(Lesetext):
================

Das hängt vom jeweiligen Systemumfeld ab. Wir sind natürlich limitiert durch andere Systeme und durch deren Schnittstellenumfang. Das ist dann leider so. Wichtig ist uns, hier von Beginn an transparent zu kommunizieren, was mit welchen Systemen möglich ist und was nicht. Wir versprechen nichts, was wir nicht halten können.
Das Zweite, wofür Sie die strukturierten und annotierten Daten nutzen, sind KI-Anwendungen. Welche Bereiche decken Sie da ab?
Den Bereich bauen wir gerade gezielt auf und entwickeln ihn sukzessive weiter. Ein Fokus liegt auf Sprachdokumentation und Sprachsteuerung mit Tiefenintegration: Die Daten werden sofort strukturiert und annotiert eingetragen. Ärzt:innen können die strukturierten Daten dann live mitverfolgen. Wir generieren zudem jetzt schon automatisierte Arztbriefe, überwiegend regelbasiert, und arbeiten an der Ergänzung um eine Epikrise. Das Thema Diagnose-Support erhält im deutschen Markt aktuell weniger Resonanz. Daher haben wir es vorerst ausgeklammert, bis es breiter akzeptiert ist. Therapieempfehlungen finden wir dagegen spannend. Bei beiden Themen bewegen wir uns allerdings im Bereich der Medizinprodukte, wodurch die Umsetzung aufgrund der Zertifizierung einen längeren Zeithorizont hat.
Für Epikrise und Sprachanwendungen nutzen Sie LLMs?
Ja. Wir haben eine KI-Forschungsgruppe, die eigene Modelle entwickelt. Wir sind aber auch bei diesem Thema offen. Geplant ist ein Clinical App Store, über den andere KI-Anwendungen an unser System nahtlos andocken können. Wenn jemand einen besseren Algorithmus schreibt als wir, dann ist das so. Diese Philosophie der Offenheit verfolgen wir auch in anderen Bereichen. Wir wollen zum Beispiel mit externen Content-Anbietern zusammenarbeiten, die zum Beispiel Standard Operating Procedures anbieten. Die externen SOPs können dann über den Workflow-Service genauso eingespielt werden wie eigene Workflows.
Anlass unseres Gesprächs ist Ihre neue Series A-Finanzierung mit 30 Millionen Euro von Sequoia. Was sind die Entwicklungsschritte, die Sie mit diesem Kapital angehen wollen?
Das Thema KI-Entwicklung ist ein wesentlicher Aspekt. Gleichzeitig wollen wir den Funktionsumfang unserer Plattform insgesamt mit neuen Features erweitern. Daher wird sich durch die Finanzierung primär unser Personalwachstum beschleunigen. Darauf freuen wir uns.
Wie stehen Sie generell zu Beteiligungen im KIS-Bereich? Bei Ihnen ist es Venture Capital, andere KIS-Anbieter gehören mittlerweile Private-Equity-Unternehmen. Ist das zukunftsfest?

================

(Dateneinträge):
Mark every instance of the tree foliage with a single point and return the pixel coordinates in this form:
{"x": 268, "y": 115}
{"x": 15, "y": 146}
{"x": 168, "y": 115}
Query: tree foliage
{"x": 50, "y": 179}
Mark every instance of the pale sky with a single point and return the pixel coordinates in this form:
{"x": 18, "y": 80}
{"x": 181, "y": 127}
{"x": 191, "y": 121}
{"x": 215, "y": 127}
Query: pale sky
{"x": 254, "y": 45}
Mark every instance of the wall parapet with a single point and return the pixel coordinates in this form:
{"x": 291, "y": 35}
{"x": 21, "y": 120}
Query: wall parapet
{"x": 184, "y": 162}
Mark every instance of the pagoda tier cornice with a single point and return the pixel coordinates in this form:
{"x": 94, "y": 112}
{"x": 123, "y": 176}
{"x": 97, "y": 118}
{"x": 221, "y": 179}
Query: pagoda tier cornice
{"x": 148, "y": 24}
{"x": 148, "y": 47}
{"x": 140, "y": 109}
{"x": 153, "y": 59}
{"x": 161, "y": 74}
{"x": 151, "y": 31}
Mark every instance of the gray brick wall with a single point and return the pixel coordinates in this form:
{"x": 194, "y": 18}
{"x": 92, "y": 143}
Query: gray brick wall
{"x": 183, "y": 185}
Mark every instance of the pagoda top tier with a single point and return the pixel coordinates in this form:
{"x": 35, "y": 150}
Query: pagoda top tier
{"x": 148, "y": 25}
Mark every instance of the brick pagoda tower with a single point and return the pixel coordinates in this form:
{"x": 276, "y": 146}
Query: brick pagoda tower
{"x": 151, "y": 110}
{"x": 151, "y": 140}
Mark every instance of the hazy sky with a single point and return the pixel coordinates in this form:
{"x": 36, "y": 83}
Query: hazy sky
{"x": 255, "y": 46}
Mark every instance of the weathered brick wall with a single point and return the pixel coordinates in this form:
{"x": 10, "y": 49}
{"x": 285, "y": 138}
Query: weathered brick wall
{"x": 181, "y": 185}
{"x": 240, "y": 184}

================

Gib aus dem Lesetext alles von „Den Bereich bauen“ bis hinunter zu „längeren Zeithorizont hat.“ wortgetreu zurück. Die Auflistung hat mit dem Lesetext nichts zu tun.

Den Bereich bauen wir gerade gezielt auf und entwickeln ihn sukzessive weiter. Ein Fokus liegt auf Sprachdokumentation und Sprachsteuerung mit Tiefenintegration: Die Daten werden sofort strukturiert und annotiert eingetragen. Ärzt:innen können die strukturierten Daten dann live mitverfolgen. Wir generieren zudem jetzt schon automatisierte Arztbriefe, überwiegend regelbasiert, und arbeiten an der Ergänzung um eine Epikrise. Das Thema Diagnose-Support erhält im deutschen Markt aktuell weniger Resonanz. Daher haben wir es vorerst ausgeklammert, bis es breiter akzeptiert ist. Therapieempfehlungen finden wir dagegen spannend. Bei beiden Themen bewegen wir uns allerdings im Bereich der Medizinprodukte, wodurch die Umsetzung aufgrund der Zertifizierung einen längeren Zeithorizont hat.